[THE TASK]:
Copy the listing below word for word, from its first line through the line containing "657 622 L 657", both ends included.

──────

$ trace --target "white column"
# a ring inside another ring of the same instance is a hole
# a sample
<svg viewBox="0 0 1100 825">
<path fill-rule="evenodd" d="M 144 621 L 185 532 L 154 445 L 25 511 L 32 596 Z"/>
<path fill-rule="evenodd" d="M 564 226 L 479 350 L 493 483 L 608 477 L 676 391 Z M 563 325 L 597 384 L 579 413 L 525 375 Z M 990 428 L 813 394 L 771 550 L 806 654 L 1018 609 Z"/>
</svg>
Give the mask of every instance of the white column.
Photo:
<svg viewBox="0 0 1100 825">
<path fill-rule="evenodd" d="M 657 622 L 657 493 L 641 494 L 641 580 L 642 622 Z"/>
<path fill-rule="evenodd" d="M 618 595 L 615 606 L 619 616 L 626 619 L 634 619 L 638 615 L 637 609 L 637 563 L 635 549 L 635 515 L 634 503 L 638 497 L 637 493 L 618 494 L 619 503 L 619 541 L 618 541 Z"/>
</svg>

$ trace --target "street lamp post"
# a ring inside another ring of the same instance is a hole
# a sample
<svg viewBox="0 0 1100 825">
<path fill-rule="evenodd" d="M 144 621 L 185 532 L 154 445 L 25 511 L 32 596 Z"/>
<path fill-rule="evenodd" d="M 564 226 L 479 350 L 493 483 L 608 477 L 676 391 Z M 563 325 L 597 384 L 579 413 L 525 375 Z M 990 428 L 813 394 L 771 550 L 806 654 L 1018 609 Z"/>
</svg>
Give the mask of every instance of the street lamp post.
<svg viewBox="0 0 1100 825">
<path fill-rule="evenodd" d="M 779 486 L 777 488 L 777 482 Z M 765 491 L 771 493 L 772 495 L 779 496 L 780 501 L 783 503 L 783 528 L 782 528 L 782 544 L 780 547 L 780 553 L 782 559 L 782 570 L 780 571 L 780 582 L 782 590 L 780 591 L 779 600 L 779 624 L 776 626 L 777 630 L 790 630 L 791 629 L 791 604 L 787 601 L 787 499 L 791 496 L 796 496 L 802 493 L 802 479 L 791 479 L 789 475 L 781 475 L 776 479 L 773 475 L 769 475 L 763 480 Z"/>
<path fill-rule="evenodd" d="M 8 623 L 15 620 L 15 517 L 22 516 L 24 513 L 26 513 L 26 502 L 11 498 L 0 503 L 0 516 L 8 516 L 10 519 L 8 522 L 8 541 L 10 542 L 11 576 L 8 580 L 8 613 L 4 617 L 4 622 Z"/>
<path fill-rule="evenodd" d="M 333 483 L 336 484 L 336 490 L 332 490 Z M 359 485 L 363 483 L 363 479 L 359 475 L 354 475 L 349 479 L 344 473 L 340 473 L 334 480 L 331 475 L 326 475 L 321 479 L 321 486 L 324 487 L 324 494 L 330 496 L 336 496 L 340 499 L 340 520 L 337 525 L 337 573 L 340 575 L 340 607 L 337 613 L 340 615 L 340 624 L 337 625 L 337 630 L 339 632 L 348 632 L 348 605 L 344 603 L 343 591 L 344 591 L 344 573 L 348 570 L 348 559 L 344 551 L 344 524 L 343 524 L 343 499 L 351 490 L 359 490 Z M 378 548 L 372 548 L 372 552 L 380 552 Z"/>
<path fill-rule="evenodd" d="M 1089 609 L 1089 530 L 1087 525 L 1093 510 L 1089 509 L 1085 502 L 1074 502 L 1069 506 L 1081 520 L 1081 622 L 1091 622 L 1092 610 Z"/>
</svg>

──────

[FULL ANSWER]:
$ trace --target "white column"
# a ring inside another ring of the same instance is a hole
# a sample
<svg viewBox="0 0 1100 825">
<path fill-rule="evenodd" d="M 144 621 L 185 532 L 154 445 L 25 511 L 32 596 Z"/>
<path fill-rule="evenodd" d="M 564 226 L 479 350 L 493 483 L 608 477 L 676 391 Z M 563 325 L 597 384 L 579 413 L 525 375 Z M 990 428 L 813 394 L 771 550 L 806 654 L 1018 609 Z"/>
</svg>
Give the mask of every instance of the white column.
Photo:
<svg viewBox="0 0 1100 825">
<path fill-rule="evenodd" d="M 657 622 L 657 493 L 641 494 L 641 580 L 642 622 Z"/>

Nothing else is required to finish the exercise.